● EXCERPTED TEXT
"""
Advanced C binding using ocaml-ctypes and dune
══════════════════════════════════════════════

  Archive:
  <https://discuss.ocaml.org/t/advanced-c-binding-using-ocaml-ctypes-and-dune/4805>


toots announced
───────────────

  I worked on a socket.h binding last summer and had a great 
  experience
  integrating ocaml-ctypes with dune, I thought that might be of
  interest to other developers so I wrote about it:
  <https://medium.com/@romain.beauxis/advanced-c-binding-using-ocaml-ctypes-and-dune-cc3f4cbab302>


rgrinberg replied
─────────────────

  This is a good article. I encourage anyone who writes C bindings 
  with
  ctypes to study it carefully.

  A little bit of advice to shorten your dune files:

  ┌────
  │ (deps    (:gen ./gen_constants_c.exe))
  └────

  This line isn’t necessary. Dune is smart enough to know that 
  running a
  binary in a rule incurs a dependency on it.

        dune has a truly amazing [support for cross-compiling],
        which we do not cover here, but, unfortunately, its
        primitives for building and executing binaries do not yet
        cover this use case.

  Indeed, we don’t have any primitives for running binaries on the
  target platform. Perhaps we should add some. However, we do in 
  fact
  have some features in dune to solve this concrete cross 
  compilation
  problem. As far as I understand, the goal is to obtain some 
  compile
  time values such as #define constants and field offsets for the 
  target
  platform. This does not in fact require to run anything on the 
  cross
  compilation target. In configurator, we have a primitive
  `C_define.import' to extract this information. The end result is 
  that
  these configurator scripts are completely compatible with cross
  compilation.
"""
● REQUIREMENTS
a) Answer these questions about the forum thread on ctypes and dune:
(i) What did toots write a binding for last summer?
(ii) Why, according to rgrinberg, is the line containing "(deps    (:gen ./gen_constants_c.exe))" unnecessary?
(iii) Which configurator primitive does rgrinberg name for extracting compile-time information?
b) Please count the lines in the records that contain the string "window", with case counting, and give only that number.
The forum thread above and the records are unrelated to each other.

(Data entries)
"""
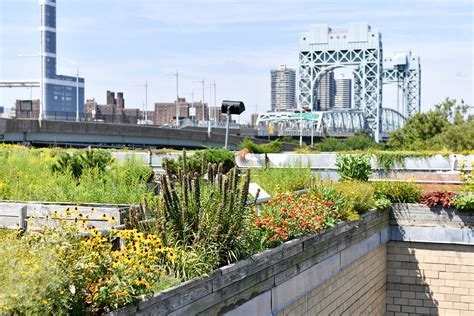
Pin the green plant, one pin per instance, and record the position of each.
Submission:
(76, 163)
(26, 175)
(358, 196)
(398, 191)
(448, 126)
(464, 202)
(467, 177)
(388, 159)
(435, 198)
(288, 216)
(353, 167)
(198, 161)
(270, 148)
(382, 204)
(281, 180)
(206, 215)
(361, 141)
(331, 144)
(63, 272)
"""
"""
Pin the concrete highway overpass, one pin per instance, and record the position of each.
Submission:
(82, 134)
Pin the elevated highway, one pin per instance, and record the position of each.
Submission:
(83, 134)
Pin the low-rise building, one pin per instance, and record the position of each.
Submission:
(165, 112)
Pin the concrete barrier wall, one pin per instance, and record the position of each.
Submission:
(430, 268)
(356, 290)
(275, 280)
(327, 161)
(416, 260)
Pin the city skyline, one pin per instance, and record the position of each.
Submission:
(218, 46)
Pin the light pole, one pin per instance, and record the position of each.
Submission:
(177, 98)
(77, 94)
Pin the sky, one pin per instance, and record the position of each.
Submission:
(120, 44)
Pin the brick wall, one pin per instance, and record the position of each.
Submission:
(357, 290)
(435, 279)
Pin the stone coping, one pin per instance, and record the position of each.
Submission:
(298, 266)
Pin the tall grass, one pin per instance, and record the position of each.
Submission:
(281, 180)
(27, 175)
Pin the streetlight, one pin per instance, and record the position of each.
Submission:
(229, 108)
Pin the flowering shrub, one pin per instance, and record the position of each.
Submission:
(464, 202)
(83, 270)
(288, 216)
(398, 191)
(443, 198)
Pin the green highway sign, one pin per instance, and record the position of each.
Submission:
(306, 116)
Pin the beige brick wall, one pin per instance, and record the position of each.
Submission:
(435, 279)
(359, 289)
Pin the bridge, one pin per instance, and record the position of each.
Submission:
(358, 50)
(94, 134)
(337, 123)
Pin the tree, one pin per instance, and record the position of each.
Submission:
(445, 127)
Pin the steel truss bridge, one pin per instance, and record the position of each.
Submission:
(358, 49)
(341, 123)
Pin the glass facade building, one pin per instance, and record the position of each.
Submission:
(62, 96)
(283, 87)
"""
"""
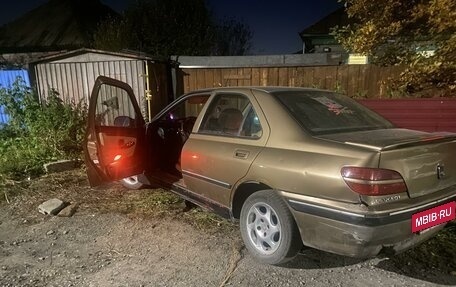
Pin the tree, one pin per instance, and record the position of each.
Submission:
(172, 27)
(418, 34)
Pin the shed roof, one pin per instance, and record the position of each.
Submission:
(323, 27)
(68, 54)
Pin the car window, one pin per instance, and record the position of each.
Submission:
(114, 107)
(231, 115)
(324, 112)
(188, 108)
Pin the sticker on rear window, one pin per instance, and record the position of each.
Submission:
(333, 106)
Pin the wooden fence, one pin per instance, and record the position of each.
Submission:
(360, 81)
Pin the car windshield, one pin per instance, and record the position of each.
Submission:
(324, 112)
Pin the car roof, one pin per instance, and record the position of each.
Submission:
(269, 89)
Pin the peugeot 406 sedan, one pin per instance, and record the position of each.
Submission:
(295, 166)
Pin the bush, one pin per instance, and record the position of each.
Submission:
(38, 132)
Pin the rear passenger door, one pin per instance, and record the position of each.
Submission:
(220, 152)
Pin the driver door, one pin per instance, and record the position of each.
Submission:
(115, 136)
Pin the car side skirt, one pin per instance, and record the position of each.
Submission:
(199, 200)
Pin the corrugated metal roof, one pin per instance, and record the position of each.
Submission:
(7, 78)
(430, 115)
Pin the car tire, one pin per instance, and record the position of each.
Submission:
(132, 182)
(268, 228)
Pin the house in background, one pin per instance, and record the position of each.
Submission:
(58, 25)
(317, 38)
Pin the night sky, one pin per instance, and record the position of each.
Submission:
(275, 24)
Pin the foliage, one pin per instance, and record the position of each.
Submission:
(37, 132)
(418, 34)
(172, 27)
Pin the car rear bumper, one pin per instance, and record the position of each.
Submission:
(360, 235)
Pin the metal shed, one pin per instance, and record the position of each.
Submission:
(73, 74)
"""
● SOLUTIONS BELOW
a)
(i) socket.h
(ii) Dune knows that running a binary in a rule incurs a dependency on it.
(iii) `C_define.import'

b) 2